Moving beyond wheat pastures
|By Mike Rankin|
In the southern Great Plains, wheat is by far the most common annual forage that is utilized by cattle operations. Thousands of winter wheat acres are used as dual-purpose grazing and grain crops or grazed out in the spring.
“But if not wheat, then what?” asked Jaymelynn Farney in a recent Rancher’s Lunchtime Series webinar presentation sponsored by Oklahoma State University Extension. “When it comes to cover crops, there is really no one size fits all,” noted the Kansas State University extension beef specialist.
Although there are many options when it comes to planting annual forages within a grain enterprise system, Farney emphasized that the quickest way to maximize returns is to harvest the forage with cattle. “Research shows that we can actually have lactating cows gaining weight while grazing these annual forages,” Farney said.
From a soil perspective, it’s beneficial to have a diverse mix. However, citing several research studies, Farney said that mixtures don’t necessarily improve cattle performance, especially when the components are simple annual cereal grass mixtures.
Love ’em or leave ’em
Many producers have become interested in brassicas as a forage resource. These include species such as turnips, radishes, canola, and hybrid brassicas.
“I have a love-hate relationship with brassicas,” Farney said. “They are highly productive and have exceptional forage quality. They also fit well in crop fields for fall and winter grazing. Conversely, they consist of 80% or more of water, so offering a dry roughage in diets is important,” she added.
Brassicas, like some other annual forages, can be extremely high in nitrates.
Another potential problem with brassicas is their acceptance by cattle, especially calves less than 800 pounds. “If a brassica is planted with a cool-season annual grass, cattle will eat all of the grass before consuming the brassica,” Farney noted. “This becomes less of a problem after a freeze, when glucosinolate levels in the brassicas decline and the plants become less bitter and much sweeter.”
The beef specialist recommends not turning growing calves out on brassicas until after a hard freeze.
Mature cows seem to be less selective against brassicas than stocker calves, Farney noted. This is especially true if the cows have been exposed to brassicas in the past.
If including brassicas in a forage mixture for cows, Farney said to limit seeding rates to 2 pounds per acre or less. “If you put more than that in, the brassicas just outcompete everything else,” she said. “For calves, I don’t like to use more than a pound per acre of seed.”
A questionable input
Legumes are often added to fall forage mixes to provide nitrogen through fixation and to enhance protein levels. Farney pointed out that throughout Nebraska, Kansas, and Oklahoma, the winter growth of legumes is very low.
“The question we have ask ourselves is whether a legume is needed from a cattle diet perspective,” Farney said. “We usually get plenty of crude protein from the cereal grasses and brassicas. As a result, including a legume to a winter forage mixture may just add to your seed cost without resulting in any performance advantages from an animal or forage yield standpoint.”

▶ **Activity 1**
Duplicate the part of the wheat pastures article that opens with the words containing "Mature cows seem" and closes with "is very low.".
▶ **Activity 2**
In the wheat pastures article, what seeding rate does Farney recommend as the limit for brassicas in a forage mixture for cows?
▶ **Activity 3**
Does each statement agree with the wheat pastures article? Answer yes or no and quote the deciding words.
(a) Farney says simple annual cereal grass mixtures reliably improve cattle performance.
(b) Brassicas are made up of 80% or more water.
(c) Mature cows are less selective against brassicas than stocker calves.
The material after this point comes from another source, not from the wheat pastures article.

▶ **Recorded data**
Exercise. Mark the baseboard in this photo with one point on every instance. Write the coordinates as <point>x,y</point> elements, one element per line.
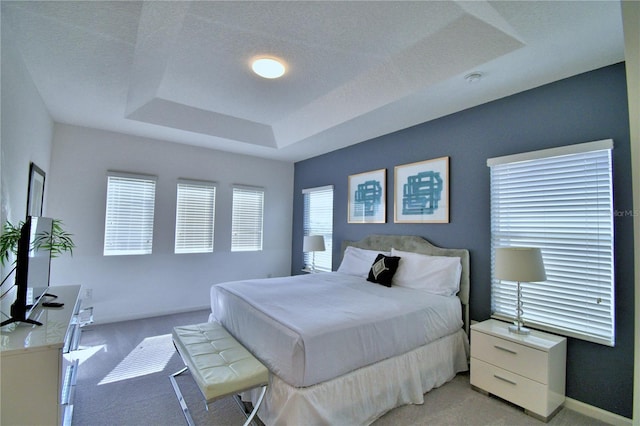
<point>596,413</point>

▶ **Your response 1**
Mature cows seem to be less selective against brassicas than stocker calves, Farney noted. This is especially true if the cows have been exposed to brassicas in the past.
If including brassicas in a forage mixture for cows, Farney said to limit seeding rates to 2 pounds per acre or less. “If you put more than that in, the brassicas just outcompete everything else,” she said. “For calves, I don’t like to use more than a pound per acre of seed.”
A questionable input
Legumes are often added to fall forage mixes to provide nitrogen through fixation and to enhance protein levels. Farney pointed out that throughout Nebraska, Kansas, and Oklahoma, the winter growth of legumes is very low.

▶ **Your response 2**
2 pounds per acre or less.

▶ **Your response 3**
(a) No: "mixtures don’t necessarily improve cattle performance, especially when the components are simple annual cereal grass mixtures"
(b) Yes: "they consist of 80% or more of water"
(c) Yes: "Mature cows seem to be less selective against brassicas than stocker calves"